Material shown:
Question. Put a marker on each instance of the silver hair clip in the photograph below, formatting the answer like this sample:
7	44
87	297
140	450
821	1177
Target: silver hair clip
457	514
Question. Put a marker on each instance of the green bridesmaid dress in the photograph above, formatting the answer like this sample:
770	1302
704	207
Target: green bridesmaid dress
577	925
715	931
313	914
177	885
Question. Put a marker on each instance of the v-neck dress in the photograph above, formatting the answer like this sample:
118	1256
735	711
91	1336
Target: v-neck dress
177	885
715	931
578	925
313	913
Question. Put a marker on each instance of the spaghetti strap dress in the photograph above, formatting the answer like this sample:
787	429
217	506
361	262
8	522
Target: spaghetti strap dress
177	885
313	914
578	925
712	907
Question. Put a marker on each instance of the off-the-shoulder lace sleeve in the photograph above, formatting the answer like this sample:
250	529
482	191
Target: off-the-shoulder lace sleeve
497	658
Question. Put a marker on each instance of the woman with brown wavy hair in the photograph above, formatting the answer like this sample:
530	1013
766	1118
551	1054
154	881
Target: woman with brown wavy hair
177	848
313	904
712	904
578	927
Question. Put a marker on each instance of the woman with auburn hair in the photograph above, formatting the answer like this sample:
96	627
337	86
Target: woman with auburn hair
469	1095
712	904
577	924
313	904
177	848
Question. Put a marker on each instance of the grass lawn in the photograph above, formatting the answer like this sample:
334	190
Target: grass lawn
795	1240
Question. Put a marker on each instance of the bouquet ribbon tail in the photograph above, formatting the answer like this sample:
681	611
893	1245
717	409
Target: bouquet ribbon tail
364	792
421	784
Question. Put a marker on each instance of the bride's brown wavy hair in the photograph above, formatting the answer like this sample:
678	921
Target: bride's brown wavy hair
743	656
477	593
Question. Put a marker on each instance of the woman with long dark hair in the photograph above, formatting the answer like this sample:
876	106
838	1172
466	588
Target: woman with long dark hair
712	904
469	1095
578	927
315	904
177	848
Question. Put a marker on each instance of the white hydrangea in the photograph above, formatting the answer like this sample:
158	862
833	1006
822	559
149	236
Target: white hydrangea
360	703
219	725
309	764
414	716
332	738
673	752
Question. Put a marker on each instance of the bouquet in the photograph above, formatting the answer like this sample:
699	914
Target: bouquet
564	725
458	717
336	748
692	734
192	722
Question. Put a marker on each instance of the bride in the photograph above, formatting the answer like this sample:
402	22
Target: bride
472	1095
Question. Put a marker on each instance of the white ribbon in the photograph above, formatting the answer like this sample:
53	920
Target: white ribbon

Problem: Convert the stretch of the records above, from the line containing "Question. Put a marker on each instance of the white hydrangea" through the end of the records, into a Markdown table with the columns Row and Line. Give each line its own numbered row, and leave out blank lines.

Task result:
| Row | Line |
|---|---|
| 1 | Question. Put a marker on each instance of the white hydrangea in the photograph above, formatting the answer like this sample: |
| 2 | 158	862 |
| 3 | 833	1006 |
| 4 | 822	559 |
| 5 | 149	236 |
| 6 | Target: white hydrangea |
| 7 | 360	703 |
| 8 | 219	725 |
| 9 | 309	764 |
| 10 | 414	716 |
| 11 | 332	738 |
| 12 | 673	752 |
| 13 | Question. Put a marker on each instance of the bouquet in the photograph above, formatting the answer like this sample: |
| 14 | 699	914 |
| 15 | Target: bouquet |
| 16 | 564	725 |
| 17 | 458	717 |
| 18 | 336	748 |
| 19 | 692	734 |
| 20 | 192	722 |
| 21 | Question. Put a marker on each instance of the bride in the photograph above, formatting the answer like this sample: |
| 22 | 402	22 |
| 23 | Target: bride |
| 24 | 472	1095 |
| 25 | Question. Put a marker on each instance of the white ribbon in the photograph above, formatting the answer like this sample: |
| 26 | 53	920 |
| 27 | Target: white ribbon |